[Requirements]
Write out the part of the Bass Reeves article starting with "Bass Reeves is" and going on through "men could fathom.", word for word.

Bass Reeves is finally getting his due in popular culture.
Original Author: Sydney Trent
Original Publications: Washington Post
Date: December 14, 2019
Ponder, for a moment, the ideal law enforcement hero for our times — an era in which Americans are increasingly aware of the role racism plays in criminal justice and the virtue of character feels far too rare.
Our idol would probably be a righteous badass, rounding up criminals by the dozens, quick on the draw but with the kind of ironclad integrity that evokes the Lone Ranger. That hero might even be African American, struggling against barriers few white men could fathom.
Now, popular culture has discovered such a hero. His name was Bass Reeves — a former slave and one of the first black U.S. deputy marshals west of the Mississippi. He became legendary during the late 19th and early 20th centuries for his prowess at hunting down criminals in Indian Territory.

[Dataset extract]
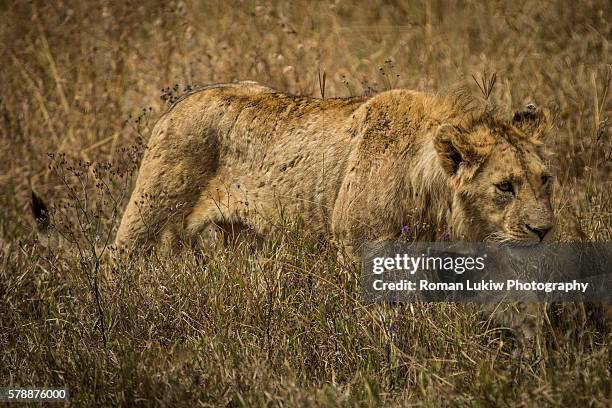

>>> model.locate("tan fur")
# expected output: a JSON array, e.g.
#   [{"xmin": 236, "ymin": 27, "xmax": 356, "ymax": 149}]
[{"xmin": 116, "ymin": 82, "xmax": 552, "ymax": 253}]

[The reply]
Bass Reeves is finally getting his due in popular culture.
Original Author: Sydney Trent
Original Publications: Washington Post
Date: December 14, 2019
Ponder, for a moment, the ideal law enforcement hero for our times — an era in which Americans are increasingly aware of the role racism plays in criminal justice and the virtue of character feels far too rare.
Our idol would probably be a righteous badass, rounding up criminals by the dozens, quick on the draw but with the kind of ironclad integrity that evokes the Lone Ranger. That hero might even be African American, struggling against barriers few white men could fathom.